»»

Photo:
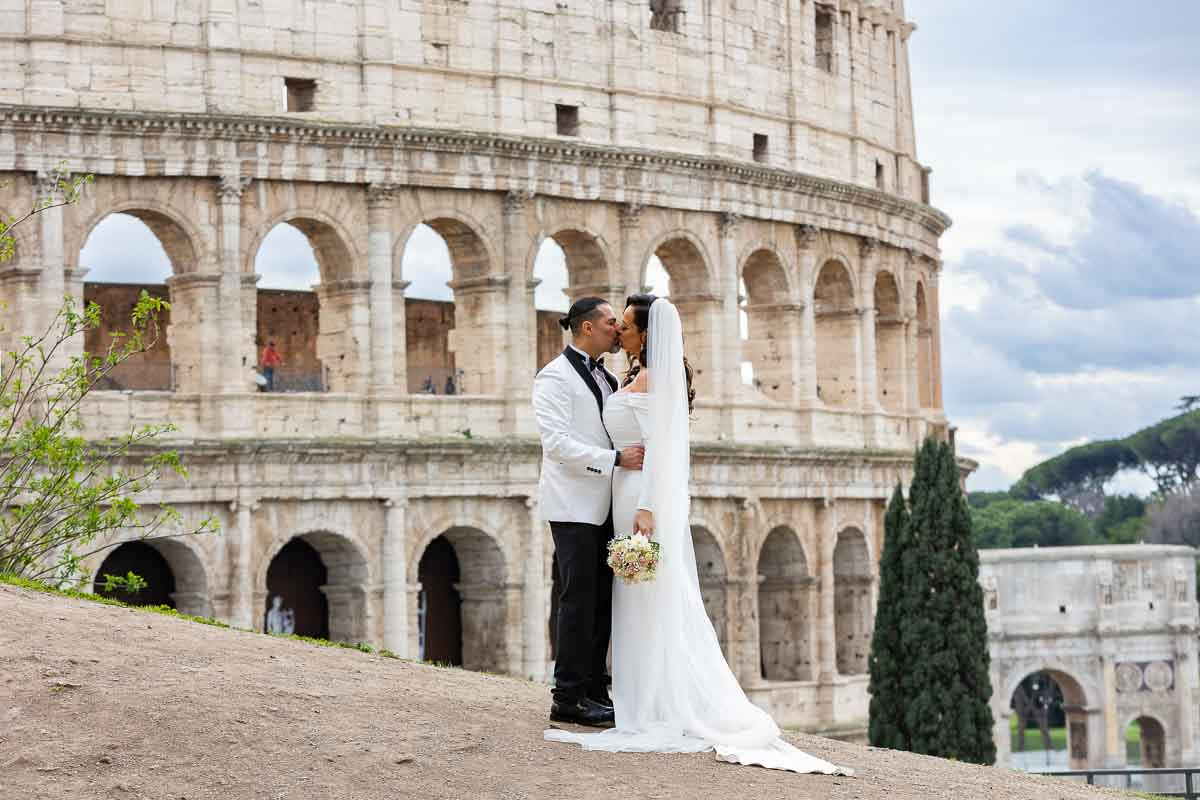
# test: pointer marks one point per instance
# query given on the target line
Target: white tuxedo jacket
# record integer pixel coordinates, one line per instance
(577, 455)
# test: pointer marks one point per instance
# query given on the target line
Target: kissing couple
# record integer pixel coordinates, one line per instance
(616, 459)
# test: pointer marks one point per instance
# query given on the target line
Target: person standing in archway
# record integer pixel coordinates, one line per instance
(269, 361)
(575, 497)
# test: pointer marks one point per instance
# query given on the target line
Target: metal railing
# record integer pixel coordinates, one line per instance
(1191, 780)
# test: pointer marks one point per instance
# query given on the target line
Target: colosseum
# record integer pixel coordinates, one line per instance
(761, 152)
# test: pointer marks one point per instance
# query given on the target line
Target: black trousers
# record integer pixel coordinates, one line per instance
(585, 609)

««

AIM
Print out all of the material above, line for line and without changes, but leave out the pictures.

FINAL RESULT
Photo:
# test: pointer marks one point per instance
# query given on the target line
Target: white tuxedo jacket
# record integer pixel coordinates, one line per instance
(577, 455)
# test: pointer marks one point per instance
# query given on the target line
Target: kissing couple
# record integer pixel coordinates, one line per instance
(616, 459)
# test: pointer marks one point per instance
# query given on the target line
Target: person standing in archway
# record integer pixel coordinates, one line per instance
(269, 361)
(575, 497)
# test: pointer marks one point per instance
# query given on the target line
Target: metal railing
# record integer pixel coordinates, one line per instance
(1191, 780)
# test: pointer marks one point per instance
# query given on the target line
Target: colosseum
# record integer pixel coordinates, one line per instance
(761, 152)
# test: pointer marks one point per instance
# query given on the target line
Target: black trousers
# record integer pixel coordinates, one line per instance
(585, 609)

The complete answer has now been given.